◆ **Information**:
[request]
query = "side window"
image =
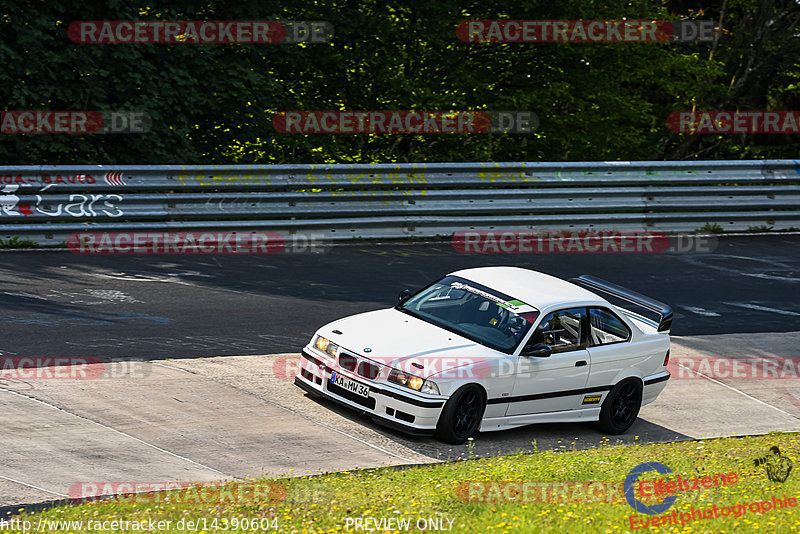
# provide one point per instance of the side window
(561, 330)
(605, 327)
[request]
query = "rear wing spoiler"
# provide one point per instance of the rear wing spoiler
(598, 284)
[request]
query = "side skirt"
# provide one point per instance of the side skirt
(515, 421)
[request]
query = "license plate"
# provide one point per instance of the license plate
(350, 385)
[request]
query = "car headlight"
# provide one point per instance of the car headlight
(414, 382)
(325, 345)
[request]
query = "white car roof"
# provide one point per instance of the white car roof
(531, 287)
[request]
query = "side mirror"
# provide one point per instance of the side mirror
(540, 350)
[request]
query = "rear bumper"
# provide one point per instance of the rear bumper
(653, 386)
(386, 405)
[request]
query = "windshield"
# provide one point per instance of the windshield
(473, 311)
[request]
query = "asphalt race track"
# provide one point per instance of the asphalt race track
(156, 307)
(197, 351)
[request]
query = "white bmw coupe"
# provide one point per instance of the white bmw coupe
(494, 348)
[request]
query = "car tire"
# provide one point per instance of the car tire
(461, 415)
(621, 407)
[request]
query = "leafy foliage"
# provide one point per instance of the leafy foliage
(213, 103)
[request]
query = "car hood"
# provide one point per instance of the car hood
(395, 338)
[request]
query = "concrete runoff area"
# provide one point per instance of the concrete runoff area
(235, 417)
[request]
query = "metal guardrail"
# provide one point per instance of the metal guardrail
(46, 204)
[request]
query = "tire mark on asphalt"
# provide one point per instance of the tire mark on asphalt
(757, 307)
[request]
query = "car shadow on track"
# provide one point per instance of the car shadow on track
(522, 440)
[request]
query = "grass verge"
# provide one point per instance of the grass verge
(546, 491)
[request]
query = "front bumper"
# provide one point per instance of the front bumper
(386, 404)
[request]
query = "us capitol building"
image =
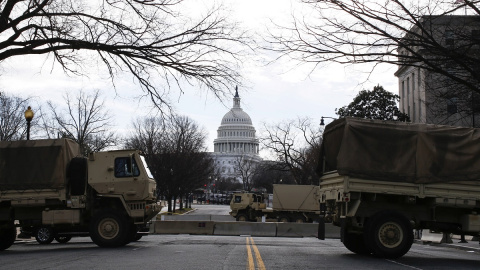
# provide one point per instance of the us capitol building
(236, 140)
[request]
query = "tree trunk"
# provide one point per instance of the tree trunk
(169, 203)
(181, 201)
(174, 203)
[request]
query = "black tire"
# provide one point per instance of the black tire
(355, 242)
(299, 219)
(389, 235)
(242, 217)
(63, 238)
(7, 237)
(283, 219)
(110, 229)
(44, 235)
(138, 237)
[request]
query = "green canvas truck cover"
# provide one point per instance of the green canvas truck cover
(35, 164)
(398, 151)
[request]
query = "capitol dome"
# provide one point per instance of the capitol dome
(236, 133)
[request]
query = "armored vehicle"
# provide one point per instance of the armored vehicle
(49, 190)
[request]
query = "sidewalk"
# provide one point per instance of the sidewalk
(471, 245)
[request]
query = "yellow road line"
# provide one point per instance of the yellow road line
(260, 264)
(250, 263)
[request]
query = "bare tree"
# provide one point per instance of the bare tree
(393, 32)
(296, 145)
(85, 120)
(245, 168)
(375, 104)
(175, 152)
(12, 119)
(268, 174)
(148, 38)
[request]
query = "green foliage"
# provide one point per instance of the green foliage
(376, 104)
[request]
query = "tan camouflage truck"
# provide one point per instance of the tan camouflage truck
(291, 203)
(382, 179)
(49, 190)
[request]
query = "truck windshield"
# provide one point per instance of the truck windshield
(150, 175)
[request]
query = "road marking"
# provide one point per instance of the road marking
(406, 265)
(251, 263)
(260, 263)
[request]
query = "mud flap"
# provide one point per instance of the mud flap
(321, 228)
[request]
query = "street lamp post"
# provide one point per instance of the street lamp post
(28, 116)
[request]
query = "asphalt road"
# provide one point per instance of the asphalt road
(225, 252)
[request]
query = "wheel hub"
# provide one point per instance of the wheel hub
(108, 228)
(390, 235)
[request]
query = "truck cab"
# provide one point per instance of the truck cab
(242, 204)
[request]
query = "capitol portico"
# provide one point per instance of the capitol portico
(236, 140)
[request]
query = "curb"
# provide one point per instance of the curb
(456, 246)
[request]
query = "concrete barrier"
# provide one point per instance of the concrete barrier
(184, 227)
(222, 218)
(270, 229)
(428, 236)
(186, 217)
(297, 229)
(197, 217)
(245, 228)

◆ **What the task requires**: Should a picture appear among the entries above, omit it and repeat everything else exactly.

◆ **Written response**:
[request]
query = "side window"
image =
# provide one point per instance of the side window
(561, 330)
(605, 327)
[request]
query = "rear wing spoiler"
# provide one point per instance of the rear wing spoiler
(598, 284)
[request]
query = "side skirt"
# provide one point per instance of the side skirt
(515, 421)
[request]
query = "license plate"
# provide one point per instance of the license plate
(350, 385)
[request]
query = "car headlight"
# provide one point per instance of the car headlight
(414, 382)
(325, 345)
[request]
query = "white car roof"
# provide one point per instance of the white car roof
(531, 287)
[request]
query = "side mirror"
# provide one point per instance of the side mirror
(540, 350)
[request]
query = "rear bumper"
# provide one point per instance of the rear bumper
(653, 386)
(386, 405)
[request]
query = "windshield"
# provide one point per instance of the windshield
(473, 311)
[request]
query = "asphalt race track"
# provide one point per instance of the asphalt race track
(156, 307)
(197, 351)
[request]
query = "white bmw coupe"
# provide one point per instance of the white bmw coupe
(494, 348)
[request]
query = "car tire"
# provide one point per instance of the car tire
(461, 415)
(621, 407)
[request]
query = "leafy foliage"
# provide one point per instance of the leafy foliage
(213, 103)
[request]
query = "car hood"
# provide one point per instance of the car hood
(395, 338)
[request]
query = "concrete runoff area"
# provide one point per instance of the concrete runoff area
(235, 417)
[request]
query = "metal guardrail"
# provide one point per instance of the metal guardrail
(46, 204)
[request]
query = "tire mark on asphalt"
# provide one point per instance of the tire mark on asphalt
(757, 307)
[request]
query = "car shadow on track"
# provide one point per instance of the car shadow on track
(522, 440)
[request]
query = "grass verge"
# provide one point per instance of the grass verge
(546, 491)
[request]
query = "front bumper"
# provide one point per instance of the front bumper
(386, 404)
[request]
query = "us capitol building"
image =
# provide one point per instance of the us capitol building
(236, 140)
[request]
query = "tree trunk"
# provide one point per instance of the tree trunk
(169, 203)
(181, 201)
(174, 203)
[request]
query = "black tire"
# provide one point per instance of the black tire
(355, 242)
(299, 219)
(389, 235)
(242, 217)
(63, 238)
(7, 237)
(283, 219)
(110, 229)
(44, 235)
(138, 237)
[request]
query = "green canvas truck cover"
# provide one point per instance of the green canvas truck cover
(35, 164)
(398, 151)
[request]
query = "capitol dome"
# provide one point per instance of the capitol dome
(236, 133)
[request]
query = "armored vehicle"
# provide one point per instance of the armored vehicle
(49, 190)
[request]
query = "sidewalk"
# provide one point per instance of the sidewalk
(471, 245)
[request]
query = "yellow road line"
# provide one point per instance of the yellow road line
(260, 264)
(250, 263)
[request]
query = "bare tree"
# provide one point per instance of the bare tree
(393, 32)
(296, 145)
(85, 120)
(245, 168)
(375, 104)
(175, 152)
(12, 119)
(268, 174)
(148, 38)
[request]
query = "green foliage"
# provide one point per instance of the green foliage
(376, 104)
[request]
query = "tan camouflage truck"
# provide one point per instance of the tan camouflage truck
(291, 203)
(382, 179)
(49, 190)
[request]
query = "truck windshield"
# provide one point per instance of the truck windshield
(150, 175)
[request]
query = "road marking"
# provide one point per instance of the road marking
(406, 265)
(251, 263)
(260, 263)
[request]
query = "mud flap"
# provide one point per instance of the mud flap
(321, 228)
[request]
query = "street lamp post"
# provide one point per instance of the street lamp post
(28, 116)
[request]
query = "asphalt road"
# provide one point per instance of the asphalt road
(225, 252)
[request]
query = "wheel hub"
# provide one point per instance of the wheel hub
(108, 228)
(390, 235)
[request]
query = "truck cab"
# provide one point per instance of the truck cab
(242, 204)
[request]
query = "capitol portico"
# provide one point per instance of the capitol portico
(236, 140)
[request]
query = "curb"
# provide one point per instance of the curb
(456, 246)
[request]
query = "concrete barrier"
# provide one point per instance of the concrete barrier
(184, 227)
(222, 218)
(270, 229)
(428, 236)
(186, 217)
(297, 229)
(197, 217)
(245, 228)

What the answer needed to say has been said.